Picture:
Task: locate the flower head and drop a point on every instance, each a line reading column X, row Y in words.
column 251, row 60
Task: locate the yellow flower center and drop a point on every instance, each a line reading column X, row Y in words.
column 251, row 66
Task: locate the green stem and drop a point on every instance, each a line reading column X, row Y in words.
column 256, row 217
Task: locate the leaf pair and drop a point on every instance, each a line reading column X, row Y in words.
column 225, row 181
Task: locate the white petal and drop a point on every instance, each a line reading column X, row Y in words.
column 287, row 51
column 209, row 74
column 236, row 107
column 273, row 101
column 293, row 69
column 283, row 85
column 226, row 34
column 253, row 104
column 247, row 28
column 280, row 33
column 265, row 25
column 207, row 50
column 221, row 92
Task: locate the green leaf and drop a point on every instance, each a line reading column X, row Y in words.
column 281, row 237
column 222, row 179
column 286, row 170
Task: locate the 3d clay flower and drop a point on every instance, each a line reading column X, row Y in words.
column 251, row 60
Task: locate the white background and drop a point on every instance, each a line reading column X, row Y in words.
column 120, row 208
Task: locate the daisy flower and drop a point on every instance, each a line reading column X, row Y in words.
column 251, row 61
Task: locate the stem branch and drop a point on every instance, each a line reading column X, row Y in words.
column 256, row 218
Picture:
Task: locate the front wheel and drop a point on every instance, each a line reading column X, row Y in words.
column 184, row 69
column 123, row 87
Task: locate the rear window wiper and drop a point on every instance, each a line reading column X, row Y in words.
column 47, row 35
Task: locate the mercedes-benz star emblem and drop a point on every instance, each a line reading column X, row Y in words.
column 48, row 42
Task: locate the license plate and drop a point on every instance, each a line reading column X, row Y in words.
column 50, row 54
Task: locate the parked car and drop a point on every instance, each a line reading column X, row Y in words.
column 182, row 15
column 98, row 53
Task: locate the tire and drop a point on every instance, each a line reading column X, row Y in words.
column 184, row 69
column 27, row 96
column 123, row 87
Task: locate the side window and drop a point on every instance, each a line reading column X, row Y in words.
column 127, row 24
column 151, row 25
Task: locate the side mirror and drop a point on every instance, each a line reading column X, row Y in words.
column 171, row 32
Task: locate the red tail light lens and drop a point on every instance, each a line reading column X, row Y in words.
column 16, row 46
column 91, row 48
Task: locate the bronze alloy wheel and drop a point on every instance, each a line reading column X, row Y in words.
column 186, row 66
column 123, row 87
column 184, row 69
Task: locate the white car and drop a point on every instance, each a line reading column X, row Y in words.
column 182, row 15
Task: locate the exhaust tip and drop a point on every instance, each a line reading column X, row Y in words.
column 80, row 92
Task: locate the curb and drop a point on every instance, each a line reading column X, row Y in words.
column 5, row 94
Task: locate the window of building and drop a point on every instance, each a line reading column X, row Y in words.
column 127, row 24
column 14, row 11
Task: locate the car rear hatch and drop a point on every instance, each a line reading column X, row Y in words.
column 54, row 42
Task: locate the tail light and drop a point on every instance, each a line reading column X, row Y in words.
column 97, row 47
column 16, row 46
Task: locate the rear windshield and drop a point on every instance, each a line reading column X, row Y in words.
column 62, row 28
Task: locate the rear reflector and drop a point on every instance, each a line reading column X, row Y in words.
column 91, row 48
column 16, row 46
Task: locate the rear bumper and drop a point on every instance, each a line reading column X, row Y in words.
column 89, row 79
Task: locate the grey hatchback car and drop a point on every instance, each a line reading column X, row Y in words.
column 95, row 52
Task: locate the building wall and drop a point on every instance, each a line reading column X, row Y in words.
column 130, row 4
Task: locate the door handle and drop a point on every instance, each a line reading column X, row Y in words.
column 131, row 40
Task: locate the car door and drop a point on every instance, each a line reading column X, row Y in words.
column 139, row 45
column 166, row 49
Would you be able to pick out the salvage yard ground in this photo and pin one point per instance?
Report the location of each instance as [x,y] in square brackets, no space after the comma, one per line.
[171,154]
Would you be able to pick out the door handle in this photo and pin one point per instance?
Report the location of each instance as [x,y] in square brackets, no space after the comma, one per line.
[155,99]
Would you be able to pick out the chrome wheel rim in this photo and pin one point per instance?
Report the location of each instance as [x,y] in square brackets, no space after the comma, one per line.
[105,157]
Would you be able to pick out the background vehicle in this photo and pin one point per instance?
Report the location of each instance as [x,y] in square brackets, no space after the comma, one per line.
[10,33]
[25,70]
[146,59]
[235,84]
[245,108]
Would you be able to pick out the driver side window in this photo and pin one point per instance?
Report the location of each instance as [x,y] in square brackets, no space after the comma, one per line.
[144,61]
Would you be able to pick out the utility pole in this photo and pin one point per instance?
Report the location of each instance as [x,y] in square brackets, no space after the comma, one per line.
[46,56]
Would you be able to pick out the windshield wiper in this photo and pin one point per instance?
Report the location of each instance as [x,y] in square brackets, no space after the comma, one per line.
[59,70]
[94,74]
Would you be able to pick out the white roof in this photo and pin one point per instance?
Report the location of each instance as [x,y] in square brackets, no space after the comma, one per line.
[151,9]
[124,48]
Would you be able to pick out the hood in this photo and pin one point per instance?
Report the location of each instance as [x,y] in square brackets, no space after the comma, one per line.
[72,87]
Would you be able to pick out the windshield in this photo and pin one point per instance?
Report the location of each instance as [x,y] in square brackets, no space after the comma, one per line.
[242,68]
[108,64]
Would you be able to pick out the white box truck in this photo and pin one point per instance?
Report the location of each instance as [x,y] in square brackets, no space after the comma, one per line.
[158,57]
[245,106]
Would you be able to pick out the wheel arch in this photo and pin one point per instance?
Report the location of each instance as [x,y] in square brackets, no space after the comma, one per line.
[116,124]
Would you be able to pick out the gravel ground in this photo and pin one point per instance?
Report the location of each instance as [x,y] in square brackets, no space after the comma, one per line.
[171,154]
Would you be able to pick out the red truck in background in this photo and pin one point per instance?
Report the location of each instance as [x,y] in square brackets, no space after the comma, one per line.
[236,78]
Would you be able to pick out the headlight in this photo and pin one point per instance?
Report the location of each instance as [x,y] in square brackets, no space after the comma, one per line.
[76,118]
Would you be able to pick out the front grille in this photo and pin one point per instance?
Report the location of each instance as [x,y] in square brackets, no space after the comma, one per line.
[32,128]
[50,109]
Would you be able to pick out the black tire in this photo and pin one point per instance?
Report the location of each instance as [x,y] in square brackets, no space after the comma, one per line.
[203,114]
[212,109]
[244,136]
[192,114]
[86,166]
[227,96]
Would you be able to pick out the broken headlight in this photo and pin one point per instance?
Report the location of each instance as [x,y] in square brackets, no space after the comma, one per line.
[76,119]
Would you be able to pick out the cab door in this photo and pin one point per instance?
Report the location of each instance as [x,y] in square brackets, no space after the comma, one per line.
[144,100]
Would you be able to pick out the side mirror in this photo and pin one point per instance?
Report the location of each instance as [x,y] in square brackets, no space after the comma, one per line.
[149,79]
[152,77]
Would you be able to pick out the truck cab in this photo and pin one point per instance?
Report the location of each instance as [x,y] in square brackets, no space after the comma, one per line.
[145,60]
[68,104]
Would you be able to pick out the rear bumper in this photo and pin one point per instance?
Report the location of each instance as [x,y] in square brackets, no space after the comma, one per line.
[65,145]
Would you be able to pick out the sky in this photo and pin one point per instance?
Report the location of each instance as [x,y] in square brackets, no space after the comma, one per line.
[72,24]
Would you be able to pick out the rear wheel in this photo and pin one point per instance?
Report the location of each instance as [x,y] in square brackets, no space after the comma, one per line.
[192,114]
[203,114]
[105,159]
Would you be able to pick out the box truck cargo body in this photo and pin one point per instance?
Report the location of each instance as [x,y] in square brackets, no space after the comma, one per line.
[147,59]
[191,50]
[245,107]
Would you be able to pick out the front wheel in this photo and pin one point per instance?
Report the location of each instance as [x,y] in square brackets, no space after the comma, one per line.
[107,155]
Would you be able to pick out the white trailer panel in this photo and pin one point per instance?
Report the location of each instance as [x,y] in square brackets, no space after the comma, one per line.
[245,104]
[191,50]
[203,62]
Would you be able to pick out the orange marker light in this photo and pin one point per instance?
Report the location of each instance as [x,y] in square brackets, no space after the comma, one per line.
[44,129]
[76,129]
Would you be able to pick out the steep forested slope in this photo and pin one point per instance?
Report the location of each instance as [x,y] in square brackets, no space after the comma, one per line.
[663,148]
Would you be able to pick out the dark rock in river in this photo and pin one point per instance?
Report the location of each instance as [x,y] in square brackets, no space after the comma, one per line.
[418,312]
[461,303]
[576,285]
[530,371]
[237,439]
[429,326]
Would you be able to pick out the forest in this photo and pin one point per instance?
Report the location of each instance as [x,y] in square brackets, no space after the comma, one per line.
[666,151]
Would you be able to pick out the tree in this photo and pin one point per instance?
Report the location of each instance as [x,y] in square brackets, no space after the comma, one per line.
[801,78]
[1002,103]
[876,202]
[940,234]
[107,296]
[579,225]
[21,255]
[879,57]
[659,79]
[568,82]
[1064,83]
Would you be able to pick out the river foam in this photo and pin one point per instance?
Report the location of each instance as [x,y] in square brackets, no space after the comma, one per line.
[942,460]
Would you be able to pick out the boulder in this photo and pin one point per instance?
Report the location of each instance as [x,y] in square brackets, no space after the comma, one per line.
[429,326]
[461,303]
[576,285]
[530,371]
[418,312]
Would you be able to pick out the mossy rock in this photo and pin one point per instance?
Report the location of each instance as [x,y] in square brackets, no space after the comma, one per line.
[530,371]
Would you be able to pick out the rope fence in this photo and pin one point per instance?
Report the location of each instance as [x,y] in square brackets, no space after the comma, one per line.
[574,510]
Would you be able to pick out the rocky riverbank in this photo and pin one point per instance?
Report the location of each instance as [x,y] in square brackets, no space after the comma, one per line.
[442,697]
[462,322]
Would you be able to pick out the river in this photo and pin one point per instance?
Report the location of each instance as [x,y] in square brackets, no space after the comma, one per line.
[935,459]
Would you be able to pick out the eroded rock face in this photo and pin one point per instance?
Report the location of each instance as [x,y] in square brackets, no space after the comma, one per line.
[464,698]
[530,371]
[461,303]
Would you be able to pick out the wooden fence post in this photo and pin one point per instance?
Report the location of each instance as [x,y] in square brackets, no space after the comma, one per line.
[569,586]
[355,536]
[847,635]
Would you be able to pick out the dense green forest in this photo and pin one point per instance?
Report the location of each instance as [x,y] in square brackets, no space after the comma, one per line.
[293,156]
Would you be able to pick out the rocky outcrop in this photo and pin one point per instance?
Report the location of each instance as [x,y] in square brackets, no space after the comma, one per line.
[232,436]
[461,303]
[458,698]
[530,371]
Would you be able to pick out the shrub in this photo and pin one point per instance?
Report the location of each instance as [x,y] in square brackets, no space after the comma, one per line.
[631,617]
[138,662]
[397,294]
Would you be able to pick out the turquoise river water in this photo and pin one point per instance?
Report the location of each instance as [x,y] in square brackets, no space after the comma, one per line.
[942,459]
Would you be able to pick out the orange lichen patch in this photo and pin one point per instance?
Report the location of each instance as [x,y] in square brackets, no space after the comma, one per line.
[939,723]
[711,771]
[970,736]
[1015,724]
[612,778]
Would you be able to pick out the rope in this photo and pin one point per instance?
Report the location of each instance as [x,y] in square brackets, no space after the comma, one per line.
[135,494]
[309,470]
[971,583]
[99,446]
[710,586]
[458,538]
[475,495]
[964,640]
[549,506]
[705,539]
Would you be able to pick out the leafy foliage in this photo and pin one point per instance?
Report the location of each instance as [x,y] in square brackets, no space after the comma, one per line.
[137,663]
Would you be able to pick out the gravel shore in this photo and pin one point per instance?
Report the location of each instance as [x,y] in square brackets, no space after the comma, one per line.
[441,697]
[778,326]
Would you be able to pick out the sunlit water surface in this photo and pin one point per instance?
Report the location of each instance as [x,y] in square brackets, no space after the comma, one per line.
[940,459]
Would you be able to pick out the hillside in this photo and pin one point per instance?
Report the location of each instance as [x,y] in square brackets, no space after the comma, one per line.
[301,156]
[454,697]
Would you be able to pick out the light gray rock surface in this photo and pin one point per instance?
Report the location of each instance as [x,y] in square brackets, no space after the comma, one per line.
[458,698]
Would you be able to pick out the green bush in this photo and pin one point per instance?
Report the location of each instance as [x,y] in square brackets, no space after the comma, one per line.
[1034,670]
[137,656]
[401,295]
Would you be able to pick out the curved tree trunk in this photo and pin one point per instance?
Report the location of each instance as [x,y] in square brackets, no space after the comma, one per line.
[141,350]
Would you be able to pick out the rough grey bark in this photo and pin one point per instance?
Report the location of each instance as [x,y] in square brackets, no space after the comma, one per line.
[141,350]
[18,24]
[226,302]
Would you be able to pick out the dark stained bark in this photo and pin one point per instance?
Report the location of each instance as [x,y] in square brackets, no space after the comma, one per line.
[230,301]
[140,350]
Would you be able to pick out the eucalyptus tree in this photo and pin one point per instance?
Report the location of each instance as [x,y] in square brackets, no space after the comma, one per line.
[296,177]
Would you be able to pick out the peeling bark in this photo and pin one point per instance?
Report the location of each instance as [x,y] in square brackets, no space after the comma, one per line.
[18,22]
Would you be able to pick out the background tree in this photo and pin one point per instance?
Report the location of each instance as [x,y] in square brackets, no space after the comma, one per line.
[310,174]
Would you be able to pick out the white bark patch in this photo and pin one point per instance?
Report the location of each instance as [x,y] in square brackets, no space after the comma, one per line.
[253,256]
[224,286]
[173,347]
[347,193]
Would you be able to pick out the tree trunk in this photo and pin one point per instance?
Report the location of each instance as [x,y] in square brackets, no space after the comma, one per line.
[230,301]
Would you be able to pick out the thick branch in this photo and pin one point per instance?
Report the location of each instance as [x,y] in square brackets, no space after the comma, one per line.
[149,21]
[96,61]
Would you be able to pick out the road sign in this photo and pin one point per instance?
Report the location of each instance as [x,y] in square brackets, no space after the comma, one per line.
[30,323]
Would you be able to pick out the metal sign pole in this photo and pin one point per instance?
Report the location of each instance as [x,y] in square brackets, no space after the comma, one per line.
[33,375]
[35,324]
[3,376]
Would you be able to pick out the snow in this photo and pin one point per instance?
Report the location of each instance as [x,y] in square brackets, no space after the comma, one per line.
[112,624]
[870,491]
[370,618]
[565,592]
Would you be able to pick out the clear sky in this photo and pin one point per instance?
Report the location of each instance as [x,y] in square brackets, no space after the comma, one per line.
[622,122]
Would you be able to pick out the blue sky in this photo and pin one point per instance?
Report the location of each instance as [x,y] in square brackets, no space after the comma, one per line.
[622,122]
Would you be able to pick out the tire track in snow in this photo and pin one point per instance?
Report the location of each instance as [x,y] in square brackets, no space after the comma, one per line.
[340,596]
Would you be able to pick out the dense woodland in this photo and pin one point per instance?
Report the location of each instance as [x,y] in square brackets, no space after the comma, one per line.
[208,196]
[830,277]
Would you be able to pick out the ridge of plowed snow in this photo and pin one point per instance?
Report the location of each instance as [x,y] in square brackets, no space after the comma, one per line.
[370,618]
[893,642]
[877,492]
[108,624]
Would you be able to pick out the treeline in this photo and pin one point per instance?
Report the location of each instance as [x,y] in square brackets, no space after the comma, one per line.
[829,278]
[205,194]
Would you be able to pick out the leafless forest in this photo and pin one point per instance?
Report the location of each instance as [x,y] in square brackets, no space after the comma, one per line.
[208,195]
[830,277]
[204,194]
========================================
## [Exercise directions]
Nothing but a number belongs in the answer: the number of lines above that contain "dark".

## [Result for this task]
2